# Problem A:
In the sermon on Mark 3, Jesus looks round at certain groups of people when he speaks about his family. Name each of those groups.
# Problem B:
Reproduce the sermon on Mark 3 word for word, from "Sunday 6th June" up to and including "what they mean.".
# Problem C:
Write the next part of the sermon on Mark 3, following on from its last sentence.
### Source text ###
Sunday 6th June

READING                    Mark 3: 20-35

 Let’s talk about Beelzebul. Maybe Beelzebub is on everybody’s lips all the time at Glenorchy but, if so, that would be unusual, I think although I can guess he is a regular subject of fervent disfavour in other gatherings of Christians. The curious thing is that nobody really knows the origin of this particular demon whose supposed possession of Jesus so horrifies the religious scholars.

And nobody knows exactly who they have in mind when they make their accusation. But it is clear that they so heartily disapprove of Jesus’s activities that they are convinced he is doing the work of the Devil. Whoever Beelzebul might have been, that’s what they mean.

Jesus wastes no time in pointing out this basic error in their logic and condems his accusers in the strongest possible terms.

Jesus’s family are hurrying to the house to rescue him from the gathering crowd and take him home to safety. But in a further puzzling twist, Jesus turns on his mother and brothers who have come out of sheer concern for him. “They are not my family!” A chilling rejection… He looks round at the crowd of misfits and outcasts and at his disciples – he looks round at this motley bunch and makes the incredible assertion “Not my mother and brothers – these are my family!” These..!

I remember a meeting of a District Council. (Remember when we had those in the United Reformed Church? It was many years ago!) One of the speakers spoke of the Biblical model of the nuclear family. When I challenged the person concerned to quote chapter and verse to support his assertion, reply came there none. Knowing his mother and brothers are outside the house worried sick about what may befall him – but also aware they may be embarrassed by him – Jesus casts them aside.
### Provided records ###
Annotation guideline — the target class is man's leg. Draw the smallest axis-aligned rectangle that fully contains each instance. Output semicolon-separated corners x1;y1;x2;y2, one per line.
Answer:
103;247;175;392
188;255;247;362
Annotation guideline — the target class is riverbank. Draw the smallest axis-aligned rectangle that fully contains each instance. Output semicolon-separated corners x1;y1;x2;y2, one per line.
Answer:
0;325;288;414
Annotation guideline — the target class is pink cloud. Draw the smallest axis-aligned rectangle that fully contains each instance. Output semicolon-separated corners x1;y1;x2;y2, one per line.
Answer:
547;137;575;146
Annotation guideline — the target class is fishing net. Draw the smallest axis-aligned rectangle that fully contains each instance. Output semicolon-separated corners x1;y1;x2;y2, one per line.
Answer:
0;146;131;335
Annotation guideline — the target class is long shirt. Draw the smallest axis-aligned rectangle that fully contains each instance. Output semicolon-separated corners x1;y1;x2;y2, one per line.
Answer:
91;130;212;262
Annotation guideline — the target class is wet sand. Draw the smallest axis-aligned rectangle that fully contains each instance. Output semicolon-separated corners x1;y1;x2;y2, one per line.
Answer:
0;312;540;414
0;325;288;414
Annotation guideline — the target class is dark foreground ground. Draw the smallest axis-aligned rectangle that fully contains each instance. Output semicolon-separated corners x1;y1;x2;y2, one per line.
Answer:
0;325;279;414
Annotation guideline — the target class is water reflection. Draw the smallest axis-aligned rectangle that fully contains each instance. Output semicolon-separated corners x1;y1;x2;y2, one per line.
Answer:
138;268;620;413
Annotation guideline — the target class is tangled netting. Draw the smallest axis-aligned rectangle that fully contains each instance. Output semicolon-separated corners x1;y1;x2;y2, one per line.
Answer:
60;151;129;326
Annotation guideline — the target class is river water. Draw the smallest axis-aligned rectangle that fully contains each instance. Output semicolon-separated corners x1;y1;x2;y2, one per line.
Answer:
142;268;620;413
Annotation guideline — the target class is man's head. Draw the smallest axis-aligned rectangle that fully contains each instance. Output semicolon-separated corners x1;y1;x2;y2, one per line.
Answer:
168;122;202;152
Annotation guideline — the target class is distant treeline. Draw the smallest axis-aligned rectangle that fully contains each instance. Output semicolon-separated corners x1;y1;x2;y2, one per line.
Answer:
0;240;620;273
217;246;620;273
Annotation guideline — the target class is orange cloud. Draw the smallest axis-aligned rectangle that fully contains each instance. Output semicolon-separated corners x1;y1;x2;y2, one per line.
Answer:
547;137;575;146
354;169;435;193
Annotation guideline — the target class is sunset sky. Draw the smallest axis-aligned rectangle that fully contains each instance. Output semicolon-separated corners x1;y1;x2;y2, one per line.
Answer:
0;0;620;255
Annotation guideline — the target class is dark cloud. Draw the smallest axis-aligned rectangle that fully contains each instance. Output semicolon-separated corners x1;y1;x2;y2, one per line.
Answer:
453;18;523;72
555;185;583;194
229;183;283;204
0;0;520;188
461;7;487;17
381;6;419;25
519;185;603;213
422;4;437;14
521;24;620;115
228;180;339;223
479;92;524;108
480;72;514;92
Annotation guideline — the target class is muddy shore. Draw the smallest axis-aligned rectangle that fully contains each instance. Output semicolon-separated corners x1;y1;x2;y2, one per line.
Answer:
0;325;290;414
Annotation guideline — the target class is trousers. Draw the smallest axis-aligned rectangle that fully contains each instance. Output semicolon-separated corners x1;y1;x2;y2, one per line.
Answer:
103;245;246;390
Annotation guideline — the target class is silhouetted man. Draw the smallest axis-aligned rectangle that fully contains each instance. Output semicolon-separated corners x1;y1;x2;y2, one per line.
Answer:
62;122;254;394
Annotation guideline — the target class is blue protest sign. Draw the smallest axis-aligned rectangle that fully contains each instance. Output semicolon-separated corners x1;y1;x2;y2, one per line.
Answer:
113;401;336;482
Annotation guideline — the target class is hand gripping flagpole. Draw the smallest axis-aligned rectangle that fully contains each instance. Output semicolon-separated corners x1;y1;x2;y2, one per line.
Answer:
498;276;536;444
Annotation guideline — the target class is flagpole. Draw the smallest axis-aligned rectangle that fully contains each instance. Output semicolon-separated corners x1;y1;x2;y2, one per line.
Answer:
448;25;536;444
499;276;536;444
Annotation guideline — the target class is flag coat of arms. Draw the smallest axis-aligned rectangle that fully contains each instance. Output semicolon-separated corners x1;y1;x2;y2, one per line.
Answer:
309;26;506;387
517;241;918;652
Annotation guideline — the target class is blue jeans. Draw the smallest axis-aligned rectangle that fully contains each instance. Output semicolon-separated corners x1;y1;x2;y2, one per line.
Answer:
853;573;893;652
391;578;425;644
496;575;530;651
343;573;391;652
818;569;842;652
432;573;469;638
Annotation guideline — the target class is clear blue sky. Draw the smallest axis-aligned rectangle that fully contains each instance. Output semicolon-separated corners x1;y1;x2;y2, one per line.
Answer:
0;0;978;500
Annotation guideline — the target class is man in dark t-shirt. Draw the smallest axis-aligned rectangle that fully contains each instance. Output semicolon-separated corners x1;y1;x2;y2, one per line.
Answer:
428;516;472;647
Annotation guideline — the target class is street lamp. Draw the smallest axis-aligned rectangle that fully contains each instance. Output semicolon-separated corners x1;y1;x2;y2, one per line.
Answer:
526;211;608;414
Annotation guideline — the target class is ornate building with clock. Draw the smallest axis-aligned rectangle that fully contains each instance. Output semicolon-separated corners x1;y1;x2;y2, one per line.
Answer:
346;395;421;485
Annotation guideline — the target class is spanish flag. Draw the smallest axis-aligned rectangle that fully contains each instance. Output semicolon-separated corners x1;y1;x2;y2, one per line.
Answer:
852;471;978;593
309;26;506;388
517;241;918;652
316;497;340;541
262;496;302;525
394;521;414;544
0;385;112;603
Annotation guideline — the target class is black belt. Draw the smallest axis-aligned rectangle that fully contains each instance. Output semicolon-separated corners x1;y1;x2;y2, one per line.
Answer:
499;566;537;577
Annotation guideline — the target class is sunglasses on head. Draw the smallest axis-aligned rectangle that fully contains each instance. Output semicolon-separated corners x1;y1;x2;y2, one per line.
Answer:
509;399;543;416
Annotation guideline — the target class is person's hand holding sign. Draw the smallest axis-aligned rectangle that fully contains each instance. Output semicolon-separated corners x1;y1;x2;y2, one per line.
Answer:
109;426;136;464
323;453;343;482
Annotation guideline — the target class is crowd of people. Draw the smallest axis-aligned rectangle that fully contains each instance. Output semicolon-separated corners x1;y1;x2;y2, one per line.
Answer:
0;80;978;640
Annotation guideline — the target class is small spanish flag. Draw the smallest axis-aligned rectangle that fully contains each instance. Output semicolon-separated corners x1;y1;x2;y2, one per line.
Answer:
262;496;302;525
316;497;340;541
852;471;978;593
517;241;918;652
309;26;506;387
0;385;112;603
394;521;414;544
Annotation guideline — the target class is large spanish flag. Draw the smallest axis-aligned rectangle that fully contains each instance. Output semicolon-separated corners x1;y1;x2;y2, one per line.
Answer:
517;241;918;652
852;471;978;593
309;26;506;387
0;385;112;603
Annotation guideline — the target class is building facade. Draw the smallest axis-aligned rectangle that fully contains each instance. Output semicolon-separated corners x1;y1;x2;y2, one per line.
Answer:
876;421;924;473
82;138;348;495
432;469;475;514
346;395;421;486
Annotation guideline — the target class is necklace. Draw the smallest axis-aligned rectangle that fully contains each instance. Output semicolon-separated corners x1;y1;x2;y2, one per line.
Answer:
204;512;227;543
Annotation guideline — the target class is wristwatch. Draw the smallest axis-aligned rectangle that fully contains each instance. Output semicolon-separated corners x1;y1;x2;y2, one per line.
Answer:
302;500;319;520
###
# Written response A:
- misfits
- outcasts
- his disciples

# Written response B:
Sunday 6th June

READING                    Mark 3: 20-35

 Let’s talk about Beelzebul. Maybe Beelzebub is on everybody’s lips all the time at Glenorchy but, if so, that would be unusual, I think although I can guess he is a regular subject of fervent disfavour in other gatherings of Christians. The curious thing is that nobody really knows the origin of this particular demon whose supposed possession of Jesus so horrifies the religious scholars.

And nobody knows exactly who they have in mind when they make their accusation. But it is clear that they so heartily disapprove of Jesus’s activities that they are convinced he is doing the work of the Devil. Whoever Beelzebul might have been, that’s what they mean.

# Written response C:
And the religious leaders are on the wrong side of his tongue too. If some of us instinctively sympathise with Jesus’s rejected family in this little scene, then those of us who have any leadership role in the church might feel a little uncomfortable at his castigation of those in authority.

None of these whom Jesus publicly criticises is evil. They are committed to maintaining family and religious life in troubled times. They are doing their level best to keep things going. And yet, from Jesus’s perspective, these familiar institutions are beyond the pale. That’s not putting it too strongly on the basis of what Mark tells us.

Transfer the scene to this 21st century. If a crowd was pressing around Jesus today, who would they be? Disabled folk, soldiers tormented by the horrors they have witnessed or committed, Palestinian or Yemeni children with their legs blown off by bombs and shells? Or might we see a lesbian mother with a baby on her hip or gay men holding hands or holding their adopted child?

The people who swarm around Jesus are a reflection of the diverse mess of humanity – not a group of morally perfect people but one with all its moral, physical, spiritual beauty and imperfection.

Actually the only ones who are not in the picture are the ones who think they know what religion and family life are supposed to look like. The same Jesus who is infinitely patient with the crowd blasts away at these people. And it is that ability to differentiate between the power of the Holy Spirit and the demonic which seems to be at the heart of the matter. Like those first-century Jews, we live in troubled times and we are doing our best to make sense of things and to work out how to be faithful. The Holy Spirit is wild and disturbing and comes to us, as it did to them, in unfamiliar forms.

Those people who crowded around Jesus sensed in him the power of healing. Somehow he made people feel whole, with a vision of how to live life to the full. That meant removing the blinkers that brought about a focus on particular, narrow ways of being family or being church. It is that healing that is the key to this puzzling, obscure story from Mark’s Gospel.

If only we could set aside our notions of who is in and who is out and instead latch onto that sense of healing. If only we were able to be aware of our own wounds and to have compassion for the wounds of others, that might just be the way into the crowd of people devoted to Jesus – instead of the ‘legitimate’ family he so strongly rejects…

Puzzling and obscure this Gospel passage may be – but it contains profound truth for nothing less than the salvation of the world. Who are Christ’s family whom you welcome here at Glenorchy? Anyone who seeks to do the will of God!  Let us proclaim that truth by living it.